[Information supplied]
════════════════
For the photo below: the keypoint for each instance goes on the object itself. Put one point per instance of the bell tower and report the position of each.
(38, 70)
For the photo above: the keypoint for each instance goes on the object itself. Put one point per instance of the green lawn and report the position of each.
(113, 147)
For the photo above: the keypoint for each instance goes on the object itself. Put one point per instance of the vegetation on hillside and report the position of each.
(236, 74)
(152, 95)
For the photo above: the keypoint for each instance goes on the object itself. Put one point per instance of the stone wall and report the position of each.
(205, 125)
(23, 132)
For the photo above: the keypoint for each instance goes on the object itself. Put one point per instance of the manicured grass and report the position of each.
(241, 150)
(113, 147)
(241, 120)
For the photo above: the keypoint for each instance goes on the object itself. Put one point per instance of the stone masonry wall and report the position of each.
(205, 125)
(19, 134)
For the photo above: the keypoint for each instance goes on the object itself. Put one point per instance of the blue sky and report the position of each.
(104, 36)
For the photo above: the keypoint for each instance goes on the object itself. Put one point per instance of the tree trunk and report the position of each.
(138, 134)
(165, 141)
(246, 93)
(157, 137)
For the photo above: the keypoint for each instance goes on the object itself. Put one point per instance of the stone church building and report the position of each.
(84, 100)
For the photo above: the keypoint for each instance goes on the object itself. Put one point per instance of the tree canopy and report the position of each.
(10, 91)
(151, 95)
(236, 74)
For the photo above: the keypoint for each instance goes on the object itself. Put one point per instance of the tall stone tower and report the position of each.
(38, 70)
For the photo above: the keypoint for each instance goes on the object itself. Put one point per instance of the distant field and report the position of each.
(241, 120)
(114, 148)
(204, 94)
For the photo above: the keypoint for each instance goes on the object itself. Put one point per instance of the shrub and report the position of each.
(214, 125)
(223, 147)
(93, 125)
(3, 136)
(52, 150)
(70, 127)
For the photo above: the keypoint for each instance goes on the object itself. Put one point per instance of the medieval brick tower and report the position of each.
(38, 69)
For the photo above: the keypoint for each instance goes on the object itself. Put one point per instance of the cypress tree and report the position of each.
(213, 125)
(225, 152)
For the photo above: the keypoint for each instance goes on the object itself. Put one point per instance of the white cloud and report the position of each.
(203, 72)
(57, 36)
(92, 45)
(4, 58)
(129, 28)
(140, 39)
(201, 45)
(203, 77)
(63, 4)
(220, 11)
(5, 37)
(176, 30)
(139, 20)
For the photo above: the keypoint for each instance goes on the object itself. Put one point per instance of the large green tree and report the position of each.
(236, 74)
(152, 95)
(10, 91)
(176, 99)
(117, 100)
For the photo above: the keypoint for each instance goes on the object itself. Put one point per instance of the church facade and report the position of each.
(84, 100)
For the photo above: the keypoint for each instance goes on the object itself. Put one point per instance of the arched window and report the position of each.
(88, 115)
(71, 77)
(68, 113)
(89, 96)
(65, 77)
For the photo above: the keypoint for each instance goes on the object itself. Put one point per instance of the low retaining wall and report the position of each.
════════════════
[Do this] Reproduce the data above word for word, every line from the first to the last.

[Response to this task]
For the photo below: the keypoint for each instance goes on the object itself. Put one point per instance of the bell tower and report the position of each.
(38, 70)
For the photo above: the keypoint for each instance goes on the object itself. Put one point per instance of the green lawn and report the position of each.
(113, 147)
For the photo above: the keypoint for each instance goes on the object itself. Put one point per instance of the vegetation on hillside and report the position of each.
(236, 74)
(152, 95)
For the photo above: the keypoint for each instance goes on the object itself. Put one point per instance of the stone wall and report the position of each.
(205, 125)
(23, 132)
For the photo above: the keypoint for each instance goes on the object itself. Put one point per instance of the manicured grass and report the position of each.
(241, 150)
(113, 147)
(241, 120)
For the photo above: the keypoint for each instance goes on the object itself. Put one point per instance of the stone masonry wall and report the position of each.
(205, 125)
(19, 134)
For the photo above: the keypoint for each instance goes on the object itself. Put one point per instance of the blue sky and report the position of each.
(104, 36)
For the photo above: the keypoint for each instance goes on the object itself. Put one point per instance of the tree trunk and report the position of each.
(138, 134)
(165, 141)
(246, 93)
(157, 137)
For the photo above: the keypoint for each instance goes on the object itself. Put one point per instance of the stone church building and report the position of each.
(84, 100)
For the photo above: the keypoint for each instance goes on the object itself. Put one point per instance of the tree canopy and report the position of each.
(10, 91)
(151, 95)
(236, 74)
For the photo above: the keypoint for each instance goes on the object itself. Put one point per instance of the tall stone tower and report the position of each.
(38, 70)
For the photo above: the keypoint for each instance goes on the object itself. Put one point per instance of the distant field and report the position of each.
(241, 120)
(114, 148)
(204, 94)
For the photo above: the keypoint for each instance goes on the object itself. Put one point per instance of the shrub and report the position of each.
(214, 125)
(223, 147)
(93, 125)
(3, 136)
(52, 150)
(70, 127)
For the photo above: the keypoint for each instance goes on the object itself. Put one point per instance of the medieval brick tower and report the position of each.
(38, 69)
For the photo above: the keypoint for each instance goes on the object itself. Put one point per instance of the cypress tree and report the position of each.
(213, 125)
(225, 152)
For the photo above: the keypoint for each instance goes on the object itself. Put one point per instance of the white cloud and report the position of each.
(203, 72)
(57, 36)
(92, 45)
(4, 58)
(129, 28)
(140, 39)
(201, 45)
(203, 77)
(63, 4)
(220, 11)
(5, 37)
(176, 30)
(139, 20)
For the photo above: the keypoint for each instance goes on the object itself. Put one point per instance of the large green tree and report the position of each.
(236, 74)
(152, 95)
(10, 91)
(176, 99)
(117, 100)
For the photo above: the keypoint for each instance goes on the object itself. Put one point per instance of the church facade and report the position of each.
(84, 100)
For the photo above: the keypoint for each instance goes on the object itself. Put one point per instance of the arched window and report the position of each.
(88, 115)
(71, 77)
(68, 113)
(89, 96)
(65, 77)
For the photo above: the keypoint for each instance goes on the object itself. Put one point per instance of the low retaining wall and report the position of each.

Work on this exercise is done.